-- start Passage given --

A force of \(1200 \mathrm{~N}\) pushes a man on a bicycle forward. Air resistance pushes against him with a force of \(800 \mathrm{~N}\). If he starts from rest and is on a level road, how fast will he be moving after \(20 \mathrm{~m}\) ? The mass of the bicyclist and his bicycle is \(90 \mathrm{~kg}\).

Short Answer

Expert verified
The man on the bicycle will be moving at a speed of \(14.1 m/s\) after 20 meters.

Step by step solution

01

Calculate the net force on the bicyclist

The net force on the bicyclist is the difference between the pushing force and the resistive force. Hence, Net Force \(F_{Net}\) is the difference between the force pushing the man and the air resistance. \(F_{Net}\) = \(1200N - 800N = 400N\)

-- end Passage given --

### Work to complete
A) Reproduce the bicycle problem text from "Step by step" to "800N = 400N\)".
B) In the bicycle problem, what is the net force on the bicyclist?

-- start Extracted information --

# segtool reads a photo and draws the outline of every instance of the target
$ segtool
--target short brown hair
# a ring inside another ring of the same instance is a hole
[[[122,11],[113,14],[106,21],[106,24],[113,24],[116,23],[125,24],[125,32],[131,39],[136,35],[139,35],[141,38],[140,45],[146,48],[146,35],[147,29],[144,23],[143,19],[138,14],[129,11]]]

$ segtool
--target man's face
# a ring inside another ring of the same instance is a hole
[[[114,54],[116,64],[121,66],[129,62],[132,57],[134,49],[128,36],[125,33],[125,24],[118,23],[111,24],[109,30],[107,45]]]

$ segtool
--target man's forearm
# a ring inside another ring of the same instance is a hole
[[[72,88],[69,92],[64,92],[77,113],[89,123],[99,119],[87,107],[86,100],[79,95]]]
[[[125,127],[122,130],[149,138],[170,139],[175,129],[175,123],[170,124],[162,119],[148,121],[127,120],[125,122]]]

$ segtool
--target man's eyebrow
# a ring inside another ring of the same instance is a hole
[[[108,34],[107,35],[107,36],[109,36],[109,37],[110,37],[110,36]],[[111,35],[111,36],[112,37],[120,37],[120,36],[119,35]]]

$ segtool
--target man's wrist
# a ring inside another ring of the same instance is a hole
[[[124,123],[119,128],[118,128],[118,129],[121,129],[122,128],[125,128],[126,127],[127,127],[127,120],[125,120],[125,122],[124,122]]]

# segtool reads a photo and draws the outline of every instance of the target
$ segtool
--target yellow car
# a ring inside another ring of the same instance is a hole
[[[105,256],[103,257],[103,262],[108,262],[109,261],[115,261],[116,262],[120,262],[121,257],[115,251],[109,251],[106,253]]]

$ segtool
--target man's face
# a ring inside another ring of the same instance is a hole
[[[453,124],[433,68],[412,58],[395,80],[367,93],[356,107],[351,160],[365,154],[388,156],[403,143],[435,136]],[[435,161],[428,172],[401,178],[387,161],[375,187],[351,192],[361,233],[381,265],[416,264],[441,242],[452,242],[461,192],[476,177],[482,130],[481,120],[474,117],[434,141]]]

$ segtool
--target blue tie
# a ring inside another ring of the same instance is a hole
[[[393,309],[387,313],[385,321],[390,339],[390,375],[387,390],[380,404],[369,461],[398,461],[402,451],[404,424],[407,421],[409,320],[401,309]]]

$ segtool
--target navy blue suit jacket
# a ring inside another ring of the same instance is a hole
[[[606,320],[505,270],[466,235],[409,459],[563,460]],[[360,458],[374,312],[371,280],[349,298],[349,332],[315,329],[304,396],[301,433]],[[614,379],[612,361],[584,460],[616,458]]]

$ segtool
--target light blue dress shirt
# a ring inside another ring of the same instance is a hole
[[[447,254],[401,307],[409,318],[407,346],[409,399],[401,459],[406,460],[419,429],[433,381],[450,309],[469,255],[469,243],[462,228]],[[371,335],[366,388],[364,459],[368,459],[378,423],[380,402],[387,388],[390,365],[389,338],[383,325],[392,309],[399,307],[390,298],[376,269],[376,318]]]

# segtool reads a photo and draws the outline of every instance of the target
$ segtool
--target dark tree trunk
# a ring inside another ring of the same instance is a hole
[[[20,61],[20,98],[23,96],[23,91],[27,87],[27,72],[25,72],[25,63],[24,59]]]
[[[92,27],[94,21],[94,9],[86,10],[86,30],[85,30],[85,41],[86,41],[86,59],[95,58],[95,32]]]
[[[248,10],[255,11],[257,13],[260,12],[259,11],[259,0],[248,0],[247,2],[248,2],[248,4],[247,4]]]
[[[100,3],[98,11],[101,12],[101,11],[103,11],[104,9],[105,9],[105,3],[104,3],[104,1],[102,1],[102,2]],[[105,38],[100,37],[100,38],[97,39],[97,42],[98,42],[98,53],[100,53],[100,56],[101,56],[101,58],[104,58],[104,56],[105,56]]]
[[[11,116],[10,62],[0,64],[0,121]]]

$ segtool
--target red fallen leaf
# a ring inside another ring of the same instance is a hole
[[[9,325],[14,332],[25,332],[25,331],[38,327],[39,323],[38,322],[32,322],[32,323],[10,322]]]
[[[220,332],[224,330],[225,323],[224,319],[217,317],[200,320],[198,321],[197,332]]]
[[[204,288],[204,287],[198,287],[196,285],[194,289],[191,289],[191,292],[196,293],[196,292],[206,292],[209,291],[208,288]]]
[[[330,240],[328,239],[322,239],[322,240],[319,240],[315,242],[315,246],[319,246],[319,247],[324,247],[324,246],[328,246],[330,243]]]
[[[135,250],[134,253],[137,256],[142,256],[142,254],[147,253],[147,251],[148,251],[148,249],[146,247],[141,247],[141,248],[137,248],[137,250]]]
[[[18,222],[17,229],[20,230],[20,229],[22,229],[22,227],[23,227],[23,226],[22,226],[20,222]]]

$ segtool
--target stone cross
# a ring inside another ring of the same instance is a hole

-- end Extracted information --

### Problem solutions
A)
Step by step solution

01

Calculate the net force on the bicyclist

The net force on the bicyclist is the difference between the pushing force and the resistive force. Hence, Net Force \(F_{Net}\) is the difference between the force pushing the man and the air resistance. \(F_{Net}\) = \(1200N - 800N = 400N\)

B) 400 N